**WHAT THE TASK ASKS**
When you transcribe the entries, reproduce every character and exclude the images.

※ ※ ※

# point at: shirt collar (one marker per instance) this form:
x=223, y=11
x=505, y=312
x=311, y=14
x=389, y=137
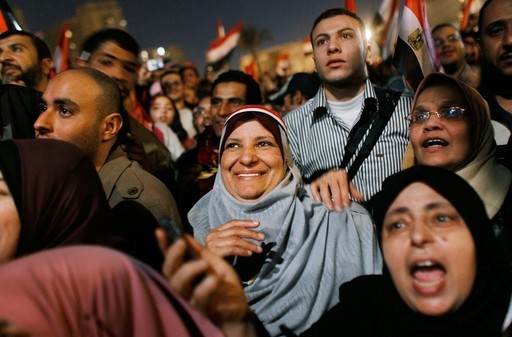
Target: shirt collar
x=320, y=100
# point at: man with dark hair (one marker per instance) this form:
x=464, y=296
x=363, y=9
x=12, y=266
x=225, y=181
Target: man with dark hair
x=173, y=86
x=114, y=52
x=350, y=136
x=231, y=90
x=297, y=90
x=197, y=168
x=451, y=53
x=25, y=65
x=495, y=30
x=83, y=107
x=25, y=60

※ ※ ※

**EXERCISE RESPONSE**
# point at: shirt collar (one marker per instance) this form:
x=223, y=11
x=505, y=312
x=311, y=14
x=389, y=137
Target: shirt collar
x=320, y=100
# point at: man with dark hair (one marker per instance) this form:
x=464, y=296
x=363, y=9
x=12, y=266
x=225, y=181
Target: man with dark hair
x=173, y=86
x=114, y=52
x=350, y=136
x=231, y=90
x=297, y=90
x=197, y=168
x=451, y=53
x=25, y=65
x=495, y=30
x=83, y=107
x=25, y=60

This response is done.